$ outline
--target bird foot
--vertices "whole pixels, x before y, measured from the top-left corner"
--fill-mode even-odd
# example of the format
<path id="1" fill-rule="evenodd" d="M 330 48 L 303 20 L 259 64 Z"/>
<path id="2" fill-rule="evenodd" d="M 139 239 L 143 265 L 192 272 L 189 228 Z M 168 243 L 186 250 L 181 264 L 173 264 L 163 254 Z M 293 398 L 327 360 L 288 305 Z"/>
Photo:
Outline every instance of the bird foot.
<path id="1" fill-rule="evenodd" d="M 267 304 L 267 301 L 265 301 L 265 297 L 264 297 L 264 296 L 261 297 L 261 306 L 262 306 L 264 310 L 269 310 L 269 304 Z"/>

● ● ●

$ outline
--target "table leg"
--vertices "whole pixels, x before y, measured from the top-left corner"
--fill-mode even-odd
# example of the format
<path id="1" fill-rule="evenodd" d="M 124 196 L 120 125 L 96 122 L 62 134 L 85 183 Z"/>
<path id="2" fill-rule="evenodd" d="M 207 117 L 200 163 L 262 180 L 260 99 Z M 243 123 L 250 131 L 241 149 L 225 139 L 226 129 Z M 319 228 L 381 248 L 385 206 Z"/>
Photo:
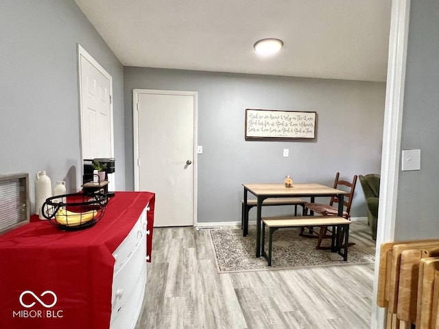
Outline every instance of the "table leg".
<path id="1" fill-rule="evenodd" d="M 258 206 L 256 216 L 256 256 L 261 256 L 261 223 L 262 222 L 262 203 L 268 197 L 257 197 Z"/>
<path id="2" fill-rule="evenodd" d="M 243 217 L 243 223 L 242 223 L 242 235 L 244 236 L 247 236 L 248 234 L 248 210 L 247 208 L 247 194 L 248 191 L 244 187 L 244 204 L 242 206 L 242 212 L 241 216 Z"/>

● ● ●

_Problem description_.
Show each line in the entries above that contains the string "every". Treat uppercase and lowercase letters as different.

_Output below_.
Outline every instance of the bird foot.
Outline every instance of the "table leg".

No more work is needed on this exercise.